§ Document segment:
------------

(Mr. Goodfriend is entertaining Eliezer and his younger brother Aaron on the back porch. Watermelon is being served.)
G. Last year I visited a farm in the South and I saw watermelons growing alongside the steps of the Negro workers' cottages.
Aaron. Why did they plant them near the steps?
G. They did not. In the evenings they had held watermelon feasts on their steps, and the slippery seeds had shot in all directions just as they do here. That is the purpose of their slipperiness.
A. Do you say that they are purposefully slippery? Is that not merely due to the moisture of the melon?
G. Rub the melon water between your fingers: it is not slippery. The seeds are coated with a slippery mucus which causes them to fly out under pressure.
A. Then why are only watermelon seeds slippery, but not orange seeds?
G. The watermelon seeds are palatable, and must therefore be protected by making them elusive. The orange pips are bitter and therefore need no protection. That is the purpose of their bitterness.

------------

§ Aim of the task:
Reproduce the watermelon dialogue word for word from "G. They did" to "out under pressure.". The material after this point comes from a separate source.

§ Dataset content:
------------

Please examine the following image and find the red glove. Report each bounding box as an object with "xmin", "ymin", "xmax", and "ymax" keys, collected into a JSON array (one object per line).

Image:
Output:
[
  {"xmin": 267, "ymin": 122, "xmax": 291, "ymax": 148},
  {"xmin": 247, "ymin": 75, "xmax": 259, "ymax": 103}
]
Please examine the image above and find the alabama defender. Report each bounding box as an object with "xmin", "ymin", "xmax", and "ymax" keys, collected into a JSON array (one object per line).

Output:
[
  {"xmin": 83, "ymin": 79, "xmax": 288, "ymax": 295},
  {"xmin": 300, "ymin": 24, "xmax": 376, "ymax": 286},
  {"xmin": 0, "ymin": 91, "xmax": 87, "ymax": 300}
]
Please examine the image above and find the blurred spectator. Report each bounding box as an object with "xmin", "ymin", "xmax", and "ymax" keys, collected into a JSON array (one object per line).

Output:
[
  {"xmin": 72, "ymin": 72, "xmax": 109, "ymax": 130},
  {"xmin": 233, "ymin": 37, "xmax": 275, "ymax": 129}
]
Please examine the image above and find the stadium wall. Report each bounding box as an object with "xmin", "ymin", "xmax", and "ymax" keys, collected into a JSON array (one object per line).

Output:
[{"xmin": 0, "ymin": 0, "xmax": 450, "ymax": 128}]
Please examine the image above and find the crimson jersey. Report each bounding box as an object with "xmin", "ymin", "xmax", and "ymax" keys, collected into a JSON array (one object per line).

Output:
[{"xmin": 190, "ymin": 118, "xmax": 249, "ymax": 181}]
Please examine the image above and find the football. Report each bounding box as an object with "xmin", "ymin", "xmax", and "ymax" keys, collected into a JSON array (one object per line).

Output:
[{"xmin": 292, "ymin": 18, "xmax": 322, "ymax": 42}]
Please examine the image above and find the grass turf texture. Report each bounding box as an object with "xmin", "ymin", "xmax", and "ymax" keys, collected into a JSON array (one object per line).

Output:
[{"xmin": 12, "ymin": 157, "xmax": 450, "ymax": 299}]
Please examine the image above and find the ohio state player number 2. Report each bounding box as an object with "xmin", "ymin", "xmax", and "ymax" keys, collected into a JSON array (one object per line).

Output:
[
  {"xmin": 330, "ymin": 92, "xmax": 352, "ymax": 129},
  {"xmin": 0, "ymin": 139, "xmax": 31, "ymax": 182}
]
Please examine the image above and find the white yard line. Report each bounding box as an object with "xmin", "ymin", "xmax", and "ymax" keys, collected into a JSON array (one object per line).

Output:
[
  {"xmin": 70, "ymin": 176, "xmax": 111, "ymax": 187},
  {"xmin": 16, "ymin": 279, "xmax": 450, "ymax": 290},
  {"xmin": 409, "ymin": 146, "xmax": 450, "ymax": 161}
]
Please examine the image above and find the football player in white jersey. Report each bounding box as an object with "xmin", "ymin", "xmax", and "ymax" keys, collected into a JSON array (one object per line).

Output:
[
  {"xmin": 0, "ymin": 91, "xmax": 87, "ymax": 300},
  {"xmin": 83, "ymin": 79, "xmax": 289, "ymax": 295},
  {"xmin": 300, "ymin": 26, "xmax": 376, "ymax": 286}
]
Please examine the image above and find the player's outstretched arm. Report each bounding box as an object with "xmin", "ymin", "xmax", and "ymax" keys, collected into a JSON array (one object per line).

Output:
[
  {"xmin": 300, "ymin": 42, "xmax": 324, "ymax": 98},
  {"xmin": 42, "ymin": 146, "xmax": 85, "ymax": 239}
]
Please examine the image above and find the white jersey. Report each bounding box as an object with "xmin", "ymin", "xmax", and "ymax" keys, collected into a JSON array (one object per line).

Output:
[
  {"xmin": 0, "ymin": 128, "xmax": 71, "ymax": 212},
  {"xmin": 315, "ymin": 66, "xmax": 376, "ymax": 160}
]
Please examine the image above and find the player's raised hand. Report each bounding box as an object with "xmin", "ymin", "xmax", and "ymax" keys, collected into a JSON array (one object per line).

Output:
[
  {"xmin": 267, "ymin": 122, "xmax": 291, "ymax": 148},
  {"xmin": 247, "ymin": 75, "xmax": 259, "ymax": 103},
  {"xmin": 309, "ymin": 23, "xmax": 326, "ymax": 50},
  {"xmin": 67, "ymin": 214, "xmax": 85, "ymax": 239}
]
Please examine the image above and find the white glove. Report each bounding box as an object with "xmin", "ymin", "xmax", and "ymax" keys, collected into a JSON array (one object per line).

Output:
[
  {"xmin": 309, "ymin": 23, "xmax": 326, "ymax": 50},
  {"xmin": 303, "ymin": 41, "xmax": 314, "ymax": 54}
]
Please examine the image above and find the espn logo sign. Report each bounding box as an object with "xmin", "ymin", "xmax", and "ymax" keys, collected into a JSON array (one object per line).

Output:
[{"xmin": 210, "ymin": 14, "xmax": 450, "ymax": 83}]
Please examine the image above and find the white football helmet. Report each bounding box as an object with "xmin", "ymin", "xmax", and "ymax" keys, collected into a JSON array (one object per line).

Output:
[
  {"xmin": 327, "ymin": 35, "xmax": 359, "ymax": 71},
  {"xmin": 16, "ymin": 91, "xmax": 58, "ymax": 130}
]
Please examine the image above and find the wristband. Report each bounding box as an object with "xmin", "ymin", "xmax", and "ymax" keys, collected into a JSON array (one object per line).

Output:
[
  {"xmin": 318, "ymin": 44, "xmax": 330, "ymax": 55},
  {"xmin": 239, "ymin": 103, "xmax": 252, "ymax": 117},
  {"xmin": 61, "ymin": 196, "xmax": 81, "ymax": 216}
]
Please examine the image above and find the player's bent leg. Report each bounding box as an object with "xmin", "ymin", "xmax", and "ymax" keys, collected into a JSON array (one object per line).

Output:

------------

§ Solution:
G. They did not. In the evenings they had held watermelon feasts on their steps, and the slippery seeds had shot in all directions just as they do here. That is the purpose of their slipperiness.
A. Do you say that they are purposefully slippery? Is that not merely due to the moisture of the melon?
G. Rub the melon water between your fingers: it is not slippery. The seeds are coated with a slippery mucus which causes them to fly out under pressure.